_EXERCISE PROMPT:_
Please copy, word for word, the line that contains "Target: dark streaked crown" and every line after it through the end of the records, and nothing more.

***** EXCERPTED DATA *****

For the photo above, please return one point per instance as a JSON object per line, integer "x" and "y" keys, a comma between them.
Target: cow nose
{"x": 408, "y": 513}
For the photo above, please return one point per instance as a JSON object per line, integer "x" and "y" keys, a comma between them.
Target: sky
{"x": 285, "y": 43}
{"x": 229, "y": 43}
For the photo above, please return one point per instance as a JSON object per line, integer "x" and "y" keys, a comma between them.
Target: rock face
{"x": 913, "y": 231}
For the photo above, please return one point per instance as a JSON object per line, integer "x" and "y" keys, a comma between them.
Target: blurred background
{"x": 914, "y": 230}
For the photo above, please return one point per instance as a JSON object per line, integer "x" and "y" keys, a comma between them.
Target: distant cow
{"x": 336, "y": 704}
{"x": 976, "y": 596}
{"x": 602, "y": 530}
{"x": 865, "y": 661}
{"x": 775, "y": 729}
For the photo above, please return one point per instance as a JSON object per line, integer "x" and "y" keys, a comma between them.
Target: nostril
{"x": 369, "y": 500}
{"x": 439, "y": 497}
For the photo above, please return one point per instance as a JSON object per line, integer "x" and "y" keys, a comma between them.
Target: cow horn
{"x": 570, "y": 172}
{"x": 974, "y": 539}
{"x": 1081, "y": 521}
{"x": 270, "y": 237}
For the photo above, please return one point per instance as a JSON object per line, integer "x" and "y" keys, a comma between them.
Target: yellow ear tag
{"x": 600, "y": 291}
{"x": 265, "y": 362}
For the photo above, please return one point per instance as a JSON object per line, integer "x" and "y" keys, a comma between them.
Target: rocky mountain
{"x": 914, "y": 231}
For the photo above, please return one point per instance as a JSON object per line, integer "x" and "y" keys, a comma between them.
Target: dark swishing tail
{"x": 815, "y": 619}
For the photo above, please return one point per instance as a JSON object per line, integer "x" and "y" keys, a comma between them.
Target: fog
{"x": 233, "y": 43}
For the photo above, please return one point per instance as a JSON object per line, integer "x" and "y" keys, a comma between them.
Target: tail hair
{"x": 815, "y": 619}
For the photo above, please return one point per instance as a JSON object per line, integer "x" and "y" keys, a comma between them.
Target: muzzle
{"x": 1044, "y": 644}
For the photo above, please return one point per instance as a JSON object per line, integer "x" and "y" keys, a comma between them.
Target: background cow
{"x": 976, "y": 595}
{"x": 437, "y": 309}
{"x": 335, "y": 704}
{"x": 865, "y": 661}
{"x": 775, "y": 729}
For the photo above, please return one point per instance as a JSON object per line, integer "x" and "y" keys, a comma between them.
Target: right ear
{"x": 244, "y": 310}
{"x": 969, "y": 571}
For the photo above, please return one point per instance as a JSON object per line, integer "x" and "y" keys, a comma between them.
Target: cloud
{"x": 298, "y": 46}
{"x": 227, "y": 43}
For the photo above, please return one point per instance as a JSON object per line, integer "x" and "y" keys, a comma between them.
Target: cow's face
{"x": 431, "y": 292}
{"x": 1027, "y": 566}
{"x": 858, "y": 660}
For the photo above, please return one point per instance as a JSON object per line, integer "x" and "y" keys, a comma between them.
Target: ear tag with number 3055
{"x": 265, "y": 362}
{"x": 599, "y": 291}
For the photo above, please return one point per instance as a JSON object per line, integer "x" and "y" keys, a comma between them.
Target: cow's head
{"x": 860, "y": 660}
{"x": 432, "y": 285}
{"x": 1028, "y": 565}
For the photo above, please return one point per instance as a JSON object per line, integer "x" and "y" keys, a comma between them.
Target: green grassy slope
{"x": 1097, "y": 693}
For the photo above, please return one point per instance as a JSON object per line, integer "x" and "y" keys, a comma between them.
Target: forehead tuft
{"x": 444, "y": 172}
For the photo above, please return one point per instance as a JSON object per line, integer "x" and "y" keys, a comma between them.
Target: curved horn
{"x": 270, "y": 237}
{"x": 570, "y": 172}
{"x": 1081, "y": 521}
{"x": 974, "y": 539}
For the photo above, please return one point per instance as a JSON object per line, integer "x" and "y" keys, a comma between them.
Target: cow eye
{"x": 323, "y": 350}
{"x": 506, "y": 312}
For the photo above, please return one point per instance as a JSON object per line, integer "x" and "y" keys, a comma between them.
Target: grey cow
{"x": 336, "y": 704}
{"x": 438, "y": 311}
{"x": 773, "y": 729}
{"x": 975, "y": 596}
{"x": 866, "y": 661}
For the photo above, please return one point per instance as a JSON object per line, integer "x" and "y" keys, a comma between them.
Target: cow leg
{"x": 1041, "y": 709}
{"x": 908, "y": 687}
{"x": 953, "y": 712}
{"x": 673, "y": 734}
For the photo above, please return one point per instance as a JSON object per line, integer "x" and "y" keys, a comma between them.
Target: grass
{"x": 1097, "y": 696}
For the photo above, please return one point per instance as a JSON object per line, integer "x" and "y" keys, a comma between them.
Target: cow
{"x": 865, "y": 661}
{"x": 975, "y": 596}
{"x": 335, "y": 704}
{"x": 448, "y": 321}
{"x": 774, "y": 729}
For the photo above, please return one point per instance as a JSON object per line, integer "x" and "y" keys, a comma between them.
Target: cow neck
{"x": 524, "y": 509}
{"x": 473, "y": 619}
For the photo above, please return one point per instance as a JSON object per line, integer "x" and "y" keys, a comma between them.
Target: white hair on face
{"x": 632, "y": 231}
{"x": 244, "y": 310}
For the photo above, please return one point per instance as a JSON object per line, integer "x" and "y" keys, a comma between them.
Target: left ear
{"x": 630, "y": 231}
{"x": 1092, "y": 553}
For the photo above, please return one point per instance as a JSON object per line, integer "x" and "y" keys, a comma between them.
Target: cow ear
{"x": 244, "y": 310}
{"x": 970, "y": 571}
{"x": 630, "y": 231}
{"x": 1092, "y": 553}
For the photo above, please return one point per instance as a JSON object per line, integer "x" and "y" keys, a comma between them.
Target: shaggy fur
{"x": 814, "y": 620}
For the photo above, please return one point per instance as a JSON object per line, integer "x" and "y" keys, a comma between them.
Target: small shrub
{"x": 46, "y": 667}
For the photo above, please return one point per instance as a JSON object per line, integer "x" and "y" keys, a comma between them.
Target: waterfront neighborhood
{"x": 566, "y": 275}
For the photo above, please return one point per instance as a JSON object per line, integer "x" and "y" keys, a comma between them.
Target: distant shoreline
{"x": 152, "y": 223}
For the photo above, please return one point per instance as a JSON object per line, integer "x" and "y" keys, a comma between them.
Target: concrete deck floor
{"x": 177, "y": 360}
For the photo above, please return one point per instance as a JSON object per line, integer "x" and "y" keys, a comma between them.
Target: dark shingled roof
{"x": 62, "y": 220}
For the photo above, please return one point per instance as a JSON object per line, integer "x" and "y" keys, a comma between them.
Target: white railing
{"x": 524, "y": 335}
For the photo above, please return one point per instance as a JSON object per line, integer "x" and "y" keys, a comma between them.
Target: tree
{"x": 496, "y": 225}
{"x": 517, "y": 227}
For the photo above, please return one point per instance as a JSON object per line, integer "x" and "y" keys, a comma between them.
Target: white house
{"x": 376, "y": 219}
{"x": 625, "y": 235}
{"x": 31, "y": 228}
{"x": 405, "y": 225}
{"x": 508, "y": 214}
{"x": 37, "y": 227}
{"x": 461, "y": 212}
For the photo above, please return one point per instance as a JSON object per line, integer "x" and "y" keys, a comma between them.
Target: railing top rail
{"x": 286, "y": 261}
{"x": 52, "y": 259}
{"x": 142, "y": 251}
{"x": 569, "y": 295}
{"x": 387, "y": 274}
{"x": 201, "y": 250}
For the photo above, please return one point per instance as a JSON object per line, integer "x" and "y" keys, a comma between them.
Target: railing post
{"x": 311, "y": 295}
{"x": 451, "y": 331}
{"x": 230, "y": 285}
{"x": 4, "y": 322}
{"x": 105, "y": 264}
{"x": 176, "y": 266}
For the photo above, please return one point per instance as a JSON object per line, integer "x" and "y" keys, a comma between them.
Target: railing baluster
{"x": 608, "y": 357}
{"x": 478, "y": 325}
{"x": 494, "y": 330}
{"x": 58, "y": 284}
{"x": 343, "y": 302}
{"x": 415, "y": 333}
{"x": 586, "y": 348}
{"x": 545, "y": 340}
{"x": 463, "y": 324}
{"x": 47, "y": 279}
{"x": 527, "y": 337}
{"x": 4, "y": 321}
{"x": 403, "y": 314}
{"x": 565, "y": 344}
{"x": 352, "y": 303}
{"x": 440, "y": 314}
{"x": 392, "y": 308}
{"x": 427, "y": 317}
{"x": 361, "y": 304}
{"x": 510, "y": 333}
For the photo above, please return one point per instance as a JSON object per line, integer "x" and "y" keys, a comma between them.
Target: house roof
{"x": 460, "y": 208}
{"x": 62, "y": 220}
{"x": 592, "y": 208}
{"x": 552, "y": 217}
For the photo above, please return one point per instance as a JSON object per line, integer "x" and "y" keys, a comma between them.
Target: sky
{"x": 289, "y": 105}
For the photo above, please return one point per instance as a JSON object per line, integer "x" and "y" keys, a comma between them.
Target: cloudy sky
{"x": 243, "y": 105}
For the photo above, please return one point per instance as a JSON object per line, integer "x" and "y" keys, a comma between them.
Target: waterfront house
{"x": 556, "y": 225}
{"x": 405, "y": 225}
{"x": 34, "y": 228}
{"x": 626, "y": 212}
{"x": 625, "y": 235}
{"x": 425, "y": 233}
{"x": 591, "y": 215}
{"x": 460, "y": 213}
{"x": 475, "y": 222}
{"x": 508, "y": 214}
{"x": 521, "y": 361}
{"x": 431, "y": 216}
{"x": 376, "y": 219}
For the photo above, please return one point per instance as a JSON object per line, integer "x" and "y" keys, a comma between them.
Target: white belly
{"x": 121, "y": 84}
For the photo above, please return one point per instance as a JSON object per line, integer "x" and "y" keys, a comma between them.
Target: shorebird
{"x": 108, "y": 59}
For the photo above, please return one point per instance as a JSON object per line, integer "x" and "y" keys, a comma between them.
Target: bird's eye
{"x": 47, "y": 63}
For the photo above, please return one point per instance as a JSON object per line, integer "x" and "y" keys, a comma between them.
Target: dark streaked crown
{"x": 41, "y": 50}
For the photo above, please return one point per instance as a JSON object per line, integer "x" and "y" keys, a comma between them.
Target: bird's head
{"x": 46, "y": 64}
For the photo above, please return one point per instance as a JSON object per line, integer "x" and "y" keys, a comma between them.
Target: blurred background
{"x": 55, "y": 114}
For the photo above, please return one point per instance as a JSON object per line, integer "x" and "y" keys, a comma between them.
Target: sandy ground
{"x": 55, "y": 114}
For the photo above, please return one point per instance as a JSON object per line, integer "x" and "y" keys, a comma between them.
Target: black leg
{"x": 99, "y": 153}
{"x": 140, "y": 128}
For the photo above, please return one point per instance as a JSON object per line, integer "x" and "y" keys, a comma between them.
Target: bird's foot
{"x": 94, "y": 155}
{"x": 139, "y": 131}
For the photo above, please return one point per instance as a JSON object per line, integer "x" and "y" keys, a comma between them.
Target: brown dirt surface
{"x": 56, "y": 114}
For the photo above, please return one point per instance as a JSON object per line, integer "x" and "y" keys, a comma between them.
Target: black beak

*****

_RESULT OF THIS TASK:_
Target: dark streaked crown
{"x": 41, "y": 50}
For the photo above, please return one point per instance as a JSON object per line, integer "x" and "y" keys, a comma between them.
Target: bird's head
{"x": 46, "y": 64}
For the photo above, please return one point per instance as a JSON object per line, integer "x" and "y" keys, a comma between them.
Target: blurred background
{"x": 55, "y": 114}
For the photo above, please return one point per instance as a JSON object per line, integer "x" and "y" keys, a comma between them.
Target: sandy ground
{"x": 55, "y": 114}
For the photo above, please return one point per instance as a JSON object per line, integer "x" and "y" keys, a comma between them.
Target: black leg
{"x": 99, "y": 153}
{"x": 140, "y": 128}
For the photo above, please return one point per instance as a JSON object per line, integer "x" and "y" keys, a comma between them.
Target: bird's foot
{"x": 94, "y": 155}
{"x": 139, "y": 131}
For the photo above, please return one point per instance as a JSON object per line, integer "x" and "y" keys, a comma between them.
Target: brown dirt surface
{"x": 56, "y": 114}
For the photo above, please return one point per instance as a JSON object per line, integer "x" and "y" keys, a comma between them.
Target: black beak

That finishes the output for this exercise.